EXERCISE AIM ::
Count the lines in the listing below that contain the string "leaf", with case counting, and reply with that number alone.

DATA ENTRIES ::
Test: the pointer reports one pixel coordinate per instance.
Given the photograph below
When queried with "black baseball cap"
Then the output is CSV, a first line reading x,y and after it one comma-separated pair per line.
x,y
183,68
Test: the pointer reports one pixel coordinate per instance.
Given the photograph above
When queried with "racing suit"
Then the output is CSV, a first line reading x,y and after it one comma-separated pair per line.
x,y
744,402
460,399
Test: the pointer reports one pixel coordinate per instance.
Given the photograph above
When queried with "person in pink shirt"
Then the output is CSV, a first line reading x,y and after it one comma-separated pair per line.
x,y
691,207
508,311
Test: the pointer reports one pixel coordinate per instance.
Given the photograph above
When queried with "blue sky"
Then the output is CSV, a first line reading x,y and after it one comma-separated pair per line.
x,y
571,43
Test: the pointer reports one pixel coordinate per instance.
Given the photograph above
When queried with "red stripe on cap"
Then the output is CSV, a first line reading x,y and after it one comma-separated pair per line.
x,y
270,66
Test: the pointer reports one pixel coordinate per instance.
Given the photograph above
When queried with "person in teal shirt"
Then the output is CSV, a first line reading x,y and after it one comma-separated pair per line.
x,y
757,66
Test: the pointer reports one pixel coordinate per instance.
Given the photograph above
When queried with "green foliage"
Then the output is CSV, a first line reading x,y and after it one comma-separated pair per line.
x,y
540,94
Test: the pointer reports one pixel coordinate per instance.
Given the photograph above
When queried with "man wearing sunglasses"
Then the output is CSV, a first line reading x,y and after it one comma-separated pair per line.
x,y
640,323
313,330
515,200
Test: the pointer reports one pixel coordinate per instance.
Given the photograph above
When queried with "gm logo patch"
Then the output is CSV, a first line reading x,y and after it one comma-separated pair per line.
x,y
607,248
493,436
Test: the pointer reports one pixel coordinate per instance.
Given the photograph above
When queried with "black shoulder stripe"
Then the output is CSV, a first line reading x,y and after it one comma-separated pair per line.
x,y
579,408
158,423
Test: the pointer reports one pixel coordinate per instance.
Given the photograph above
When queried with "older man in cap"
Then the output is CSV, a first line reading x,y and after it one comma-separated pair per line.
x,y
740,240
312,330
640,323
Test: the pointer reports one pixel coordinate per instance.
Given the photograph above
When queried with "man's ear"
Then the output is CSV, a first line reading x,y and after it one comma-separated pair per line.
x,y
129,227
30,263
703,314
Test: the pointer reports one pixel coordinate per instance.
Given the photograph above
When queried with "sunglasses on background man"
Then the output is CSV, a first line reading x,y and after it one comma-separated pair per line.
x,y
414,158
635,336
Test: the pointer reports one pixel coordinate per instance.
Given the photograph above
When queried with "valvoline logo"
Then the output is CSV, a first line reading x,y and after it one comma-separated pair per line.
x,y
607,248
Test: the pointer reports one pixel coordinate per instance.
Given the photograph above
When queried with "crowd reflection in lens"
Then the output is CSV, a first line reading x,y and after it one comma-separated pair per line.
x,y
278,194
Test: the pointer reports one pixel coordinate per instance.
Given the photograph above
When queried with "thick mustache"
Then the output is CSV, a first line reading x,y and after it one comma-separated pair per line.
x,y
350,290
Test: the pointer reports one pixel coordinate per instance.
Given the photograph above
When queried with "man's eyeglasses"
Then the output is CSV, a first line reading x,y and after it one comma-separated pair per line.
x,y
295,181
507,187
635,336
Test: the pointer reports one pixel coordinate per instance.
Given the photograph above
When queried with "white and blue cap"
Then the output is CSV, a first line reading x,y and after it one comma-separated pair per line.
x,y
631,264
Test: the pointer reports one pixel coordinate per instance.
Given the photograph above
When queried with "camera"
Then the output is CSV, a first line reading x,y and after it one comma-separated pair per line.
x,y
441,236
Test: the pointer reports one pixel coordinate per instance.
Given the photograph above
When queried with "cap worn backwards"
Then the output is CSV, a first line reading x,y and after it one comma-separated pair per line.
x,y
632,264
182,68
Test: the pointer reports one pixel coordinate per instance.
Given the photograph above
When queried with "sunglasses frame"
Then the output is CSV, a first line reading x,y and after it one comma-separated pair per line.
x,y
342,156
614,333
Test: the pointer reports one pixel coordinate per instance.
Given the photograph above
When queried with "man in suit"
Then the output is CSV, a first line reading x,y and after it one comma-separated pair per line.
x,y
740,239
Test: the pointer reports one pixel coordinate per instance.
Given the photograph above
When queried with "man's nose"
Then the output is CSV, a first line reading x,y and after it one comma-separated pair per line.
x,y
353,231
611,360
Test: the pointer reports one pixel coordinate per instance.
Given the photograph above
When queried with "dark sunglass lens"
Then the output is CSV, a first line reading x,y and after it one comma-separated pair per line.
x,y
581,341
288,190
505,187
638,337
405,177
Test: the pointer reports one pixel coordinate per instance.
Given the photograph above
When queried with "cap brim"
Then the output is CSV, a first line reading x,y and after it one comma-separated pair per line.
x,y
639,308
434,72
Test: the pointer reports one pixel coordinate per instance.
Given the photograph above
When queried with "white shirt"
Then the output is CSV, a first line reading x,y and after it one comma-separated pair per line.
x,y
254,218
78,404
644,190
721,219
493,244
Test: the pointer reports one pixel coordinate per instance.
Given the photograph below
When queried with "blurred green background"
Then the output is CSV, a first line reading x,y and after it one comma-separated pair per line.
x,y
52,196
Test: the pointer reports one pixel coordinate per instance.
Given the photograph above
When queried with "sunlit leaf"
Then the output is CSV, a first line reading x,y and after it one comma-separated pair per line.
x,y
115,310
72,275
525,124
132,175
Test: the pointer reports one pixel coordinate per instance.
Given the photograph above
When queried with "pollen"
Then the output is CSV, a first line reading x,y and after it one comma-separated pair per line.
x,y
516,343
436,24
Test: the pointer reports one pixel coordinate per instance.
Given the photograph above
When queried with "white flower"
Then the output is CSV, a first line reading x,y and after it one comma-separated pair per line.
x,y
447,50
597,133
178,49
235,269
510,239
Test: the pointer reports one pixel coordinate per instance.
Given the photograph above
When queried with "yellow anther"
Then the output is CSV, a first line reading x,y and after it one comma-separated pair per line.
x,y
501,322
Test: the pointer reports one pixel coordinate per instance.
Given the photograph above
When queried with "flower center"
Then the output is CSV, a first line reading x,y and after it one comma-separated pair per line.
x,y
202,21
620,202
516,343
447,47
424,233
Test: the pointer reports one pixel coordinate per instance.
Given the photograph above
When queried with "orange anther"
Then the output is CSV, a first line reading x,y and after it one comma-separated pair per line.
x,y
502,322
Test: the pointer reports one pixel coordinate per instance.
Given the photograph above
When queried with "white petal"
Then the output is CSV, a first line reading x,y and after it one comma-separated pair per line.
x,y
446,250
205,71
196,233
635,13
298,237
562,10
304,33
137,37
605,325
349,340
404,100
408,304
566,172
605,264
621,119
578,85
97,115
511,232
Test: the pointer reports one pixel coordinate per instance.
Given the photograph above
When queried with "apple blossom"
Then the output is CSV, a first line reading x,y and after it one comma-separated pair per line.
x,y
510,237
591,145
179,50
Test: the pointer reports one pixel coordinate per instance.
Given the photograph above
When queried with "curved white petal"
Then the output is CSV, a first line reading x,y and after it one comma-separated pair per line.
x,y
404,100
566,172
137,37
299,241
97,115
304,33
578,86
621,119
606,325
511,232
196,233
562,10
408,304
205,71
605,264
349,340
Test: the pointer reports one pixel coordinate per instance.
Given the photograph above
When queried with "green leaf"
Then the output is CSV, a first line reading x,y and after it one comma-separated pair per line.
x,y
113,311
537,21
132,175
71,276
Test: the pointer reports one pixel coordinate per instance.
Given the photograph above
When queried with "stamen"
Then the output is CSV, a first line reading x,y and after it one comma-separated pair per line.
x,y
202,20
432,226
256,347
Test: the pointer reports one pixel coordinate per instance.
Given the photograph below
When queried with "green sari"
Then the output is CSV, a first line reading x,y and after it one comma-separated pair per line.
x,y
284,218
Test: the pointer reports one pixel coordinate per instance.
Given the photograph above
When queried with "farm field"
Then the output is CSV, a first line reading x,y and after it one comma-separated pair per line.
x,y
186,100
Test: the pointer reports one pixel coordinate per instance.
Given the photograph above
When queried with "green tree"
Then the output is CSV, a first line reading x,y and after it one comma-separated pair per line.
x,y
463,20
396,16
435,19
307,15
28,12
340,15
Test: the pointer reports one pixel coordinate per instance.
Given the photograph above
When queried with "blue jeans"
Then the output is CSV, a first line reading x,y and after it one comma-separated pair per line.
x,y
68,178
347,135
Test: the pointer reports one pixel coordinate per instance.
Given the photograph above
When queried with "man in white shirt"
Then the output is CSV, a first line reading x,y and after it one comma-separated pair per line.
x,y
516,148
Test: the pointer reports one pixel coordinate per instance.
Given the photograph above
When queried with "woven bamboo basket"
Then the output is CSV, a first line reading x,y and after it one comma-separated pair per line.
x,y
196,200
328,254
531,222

FINISHED ANSWER ::
2